### Listed entries:
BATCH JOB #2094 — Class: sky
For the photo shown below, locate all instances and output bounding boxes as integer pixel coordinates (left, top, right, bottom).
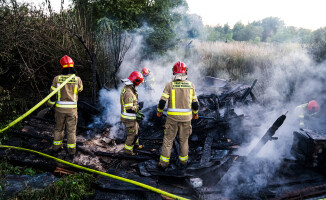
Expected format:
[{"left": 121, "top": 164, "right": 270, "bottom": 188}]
[
  {"left": 21, "top": 0, "right": 326, "bottom": 30},
  {"left": 187, "top": 0, "right": 326, "bottom": 30}
]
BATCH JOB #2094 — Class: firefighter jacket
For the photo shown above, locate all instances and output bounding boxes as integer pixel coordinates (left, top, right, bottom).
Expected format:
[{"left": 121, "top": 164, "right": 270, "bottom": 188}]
[
  {"left": 48, "top": 74, "right": 83, "bottom": 113},
  {"left": 157, "top": 74, "right": 198, "bottom": 122},
  {"left": 295, "top": 103, "right": 318, "bottom": 127},
  {"left": 120, "top": 85, "right": 139, "bottom": 122},
  {"left": 144, "top": 73, "right": 155, "bottom": 90}
]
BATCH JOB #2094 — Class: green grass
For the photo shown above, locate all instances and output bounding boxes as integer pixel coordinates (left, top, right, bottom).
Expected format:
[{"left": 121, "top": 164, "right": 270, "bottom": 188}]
[{"left": 10, "top": 173, "right": 96, "bottom": 200}]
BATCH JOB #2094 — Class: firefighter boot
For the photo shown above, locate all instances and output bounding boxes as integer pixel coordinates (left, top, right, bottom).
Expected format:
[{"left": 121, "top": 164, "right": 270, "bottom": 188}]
[
  {"left": 134, "top": 144, "right": 144, "bottom": 150},
  {"left": 157, "top": 161, "right": 169, "bottom": 171},
  {"left": 123, "top": 149, "right": 136, "bottom": 156}
]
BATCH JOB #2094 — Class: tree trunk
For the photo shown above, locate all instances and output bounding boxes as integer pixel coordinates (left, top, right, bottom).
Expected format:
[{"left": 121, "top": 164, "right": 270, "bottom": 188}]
[{"left": 91, "top": 52, "right": 97, "bottom": 105}]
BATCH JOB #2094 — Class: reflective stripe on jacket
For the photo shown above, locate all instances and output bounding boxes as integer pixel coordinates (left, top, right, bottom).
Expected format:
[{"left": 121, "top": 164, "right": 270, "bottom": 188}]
[
  {"left": 295, "top": 103, "right": 318, "bottom": 127},
  {"left": 48, "top": 74, "right": 83, "bottom": 113},
  {"left": 159, "top": 76, "right": 198, "bottom": 122},
  {"left": 120, "top": 85, "right": 138, "bottom": 121}
]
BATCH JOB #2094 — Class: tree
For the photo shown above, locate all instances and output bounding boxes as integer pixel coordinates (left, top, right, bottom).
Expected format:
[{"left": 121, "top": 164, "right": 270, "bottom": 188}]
[
  {"left": 309, "top": 27, "right": 326, "bottom": 63},
  {"left": 261, "top": 17, "right": 284, "bottom": 42}
]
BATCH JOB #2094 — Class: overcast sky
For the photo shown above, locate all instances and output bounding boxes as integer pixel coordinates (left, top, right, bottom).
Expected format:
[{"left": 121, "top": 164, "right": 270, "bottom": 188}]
[
  {"left": 187, "top": 0, "right": 326, "bottom": 30},
  {"left": 21, "top": 0, "right": 326, "bottom": 30}
]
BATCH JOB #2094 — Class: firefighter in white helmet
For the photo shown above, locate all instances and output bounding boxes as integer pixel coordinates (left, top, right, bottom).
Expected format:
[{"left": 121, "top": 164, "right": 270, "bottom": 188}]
[
  {"left": 157, "top": 61, "right": 199, "bottom": 169},
  {"left": 120, "top": 71, "right": 144, "bottom": 155},
  {"left": 48, "top": 55, "right": 83, "bottom": 156}
]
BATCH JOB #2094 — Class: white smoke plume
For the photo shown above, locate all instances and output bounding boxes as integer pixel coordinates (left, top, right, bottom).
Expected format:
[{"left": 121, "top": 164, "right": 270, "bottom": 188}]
[{"left": 90, "top": 4, "right": 326, "bottom": 197}]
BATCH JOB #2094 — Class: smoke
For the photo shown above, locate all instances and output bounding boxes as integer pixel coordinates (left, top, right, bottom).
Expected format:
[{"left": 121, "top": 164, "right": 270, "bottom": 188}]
[
  {"left": 214, "top": 46, "right": 326, "bottom": 198},
  {"left": 89, "top": 3, "right": 326, "bottom": 197}
]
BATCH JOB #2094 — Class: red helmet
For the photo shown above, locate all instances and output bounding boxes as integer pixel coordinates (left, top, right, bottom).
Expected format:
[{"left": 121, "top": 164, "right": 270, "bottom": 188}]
[
  {"left": 141, "top": 67, "right": 150, "bottom": 76},
  {"left": 307, "top": 100, "right": 319, "bottom": 112},
  {"left": 128, "top": 71, "right": 143, "bottom": 86},
  {"left": 60, "top": 55, "right": 74, "bottom": 69},
  {"left": 173, "top": 61, "right": 187, "bottom": 74}
]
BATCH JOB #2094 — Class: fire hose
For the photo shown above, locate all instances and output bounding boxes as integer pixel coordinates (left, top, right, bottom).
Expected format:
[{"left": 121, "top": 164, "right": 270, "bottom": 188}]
[
  {"left": 0, "top": 74, "right": 76, "bottom": 133},
  {"left": 0, "top": 145, "right": 189, "bottom": 200}
]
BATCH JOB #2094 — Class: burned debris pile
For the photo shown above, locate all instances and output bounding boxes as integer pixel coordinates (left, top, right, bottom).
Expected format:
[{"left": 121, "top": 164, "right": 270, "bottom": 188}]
[{"left": 0, "top": 77, "right": 325, "bottom": 199}]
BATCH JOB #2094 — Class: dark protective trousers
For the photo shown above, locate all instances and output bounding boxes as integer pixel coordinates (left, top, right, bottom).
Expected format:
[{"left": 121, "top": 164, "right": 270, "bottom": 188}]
[
  {"left": 159, "top": 118, "right": 192, "bottom": 167},
  {"left": 123, "top": 120, "right": 139, "bottom": 152},
  {"left": 53, "top": 111, "right": 78, "bottom": 154}
]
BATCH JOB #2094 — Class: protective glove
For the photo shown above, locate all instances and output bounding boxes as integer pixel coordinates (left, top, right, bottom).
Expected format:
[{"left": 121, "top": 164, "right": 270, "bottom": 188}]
[{"left": 136, "top": 110, "right": 144, "bottom": 122}]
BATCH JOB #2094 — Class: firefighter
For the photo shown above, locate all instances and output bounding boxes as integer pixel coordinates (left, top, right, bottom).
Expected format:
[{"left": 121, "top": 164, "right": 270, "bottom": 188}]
[
  {"left": 157, "top": 61, "right": 199, "bottom": 169},
  {"left": 141, "top": 67, "right": 155, "bottom": 90},
  {"left": 48, "top": 55, "right": 83, "bottom": 157},
  {"left": 295, "top": 100, "right": 319, "bottom": 128},
  {"left": 120, "top": 71, "right": 144, "bottom": 155}
]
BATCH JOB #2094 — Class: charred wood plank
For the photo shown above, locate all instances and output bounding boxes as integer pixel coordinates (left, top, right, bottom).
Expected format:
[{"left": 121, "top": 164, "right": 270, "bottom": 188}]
[
  {"left": 239, "top": 79, "right": 257, "bottom": 102},
  {"left": 199, "top": 131, "right": 214, "bottom": 165}
]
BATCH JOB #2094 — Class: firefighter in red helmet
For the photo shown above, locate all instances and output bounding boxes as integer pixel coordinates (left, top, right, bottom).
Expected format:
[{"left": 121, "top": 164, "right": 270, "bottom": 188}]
[
  {"left": 120, "top": 71, "right": 144, "bottom": 155},
  {"left": 157, "top": 61, "right": 199, "bottom": 169},
  {"left": 141, "top": 67, "right": 155, "bottom": 90},
  {"left": 295, "top": 100, "right": 319, "bottom": 127},
  {"left": 48, "top": 55, "right": 83, "bottom": 156}
]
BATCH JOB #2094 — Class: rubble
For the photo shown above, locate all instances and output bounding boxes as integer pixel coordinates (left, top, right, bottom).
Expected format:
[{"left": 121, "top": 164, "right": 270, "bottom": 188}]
[{"left": 0, "top": 77, "right": 326, "bottom": 199}]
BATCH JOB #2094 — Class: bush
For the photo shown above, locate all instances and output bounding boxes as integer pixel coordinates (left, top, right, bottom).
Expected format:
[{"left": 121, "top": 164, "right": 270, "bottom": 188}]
[{"left": 12, "top": 173, "right": 96, "bottom": 200}]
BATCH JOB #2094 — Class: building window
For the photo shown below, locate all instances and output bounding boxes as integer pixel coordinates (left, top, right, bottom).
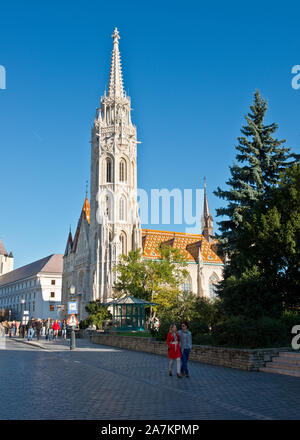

### Set task:
Repeat word for word the lines from the one containing "BATCH JOB #2094 — Class: building window" through the end of the records, both included. Leave the pictures out of your answer.

### Correct output:
BATCH JOB #2094 — Class: building window
For the photo shown below, locate all instances and output bounding boxes as integer pixel coordinates (left, top, right, bottom).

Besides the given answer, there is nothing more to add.